-- SOURCE start --

# Ran Prieur's "How to Drop Out"



## mkirby (Feb 25, 2009)

How to Drop Out

Discuss.


----------



## Ravie (Feb 26, 2009)

I think your looking for the other "how to drop out" wich is not by Ran Prieur. are you thinking of the 14 year old who wrote a zine about dropping out?


----------



## Angela (Feb 26, 2009)

I think that this has some really good ideas in it but I don't think it's the same one that alot of people associate with this title. And even this one needs to be looked at for what it is. Even the author admits that he didn't just fall into the lifestyle that he's describing, it came slowly to him which would be far different than what lots of kids do going out on the streets without any skills or knowledge.


----------



## mkirby (Feb 26, 2009)

Nope. Click the link. The one by the other chick is pretty good in some places, but this guy's got a tighter grip on reality.


----------



## eatmonksus (Feb 26, 2009)

i figure you might like michael parenti...


----------



## mkirby (Feb 26, 2009)

-- SOURCE end --
-- RECORD EXTRACTS start --

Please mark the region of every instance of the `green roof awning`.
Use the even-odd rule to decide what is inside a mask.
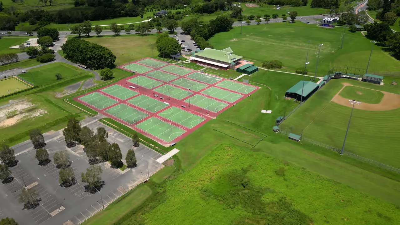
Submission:
[[[364,74],[364,76],[370,76],[371,77],[375,77],[375,78],[378,78],[379,79],[382,79],[383,80],[383,76],[379,76],[379,75],[375,75],[374,74],[370,74],[369,73],[366,73]]]

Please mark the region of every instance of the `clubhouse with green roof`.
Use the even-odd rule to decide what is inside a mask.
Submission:
[[[235,55],[230,48],[222,50],[205,48],[204,50],[196,52],[190,56],[190,62],[221,69],[235,69],[235,66],[242,63],[243,56]]]
[[[319,85],[314,82],[301,80],[286,91],[285,97],[305,101],[316,91],[319,87]]]

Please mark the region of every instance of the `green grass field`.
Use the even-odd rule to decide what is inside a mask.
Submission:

-- RECORD EXTRACTS end --

* _REQUIRED TASK_:
Return the forum thread on Ran Prieur's "How to Drop Out" in its entirety, reproducing every line verbatim. The entries have no connection to the forum thread.

* _OUTPUT_:
# Ran Prieur's "How to Drop Out"



## mkirby (Feb 25, 2009)

How to Drop Out

Discuss.


----------



## Ravie (Feb 26, 2009)

I think your looking for the other "how to drop out" wich is not by Ran Prieur. are you thinking of the 14 year old who wrote a zine about dropping out?


----------



## Angela (Feb 26, 2009)

I think that this has some really good ideas in it but I don't think it's the same one that alot of people associate with this title. And even this one needs to be looked at for what it is. Even the author admits that he didn't just fall into the lifestyle that he's describing, it came slowly to him which would be far different than what lots of kids do going out on the streets without any skills or knowledge.


----------



## mkirby (Feb 26, 2009)

Nope. Click the link. The one by the other chick is pretty good in some places, but this guy's got a tighter grip on reality.


----------



## eatmonksus (Feb 26, 2009)

i figure you might like michael parenti...


----------



## mkirby (Feb 26, 2009)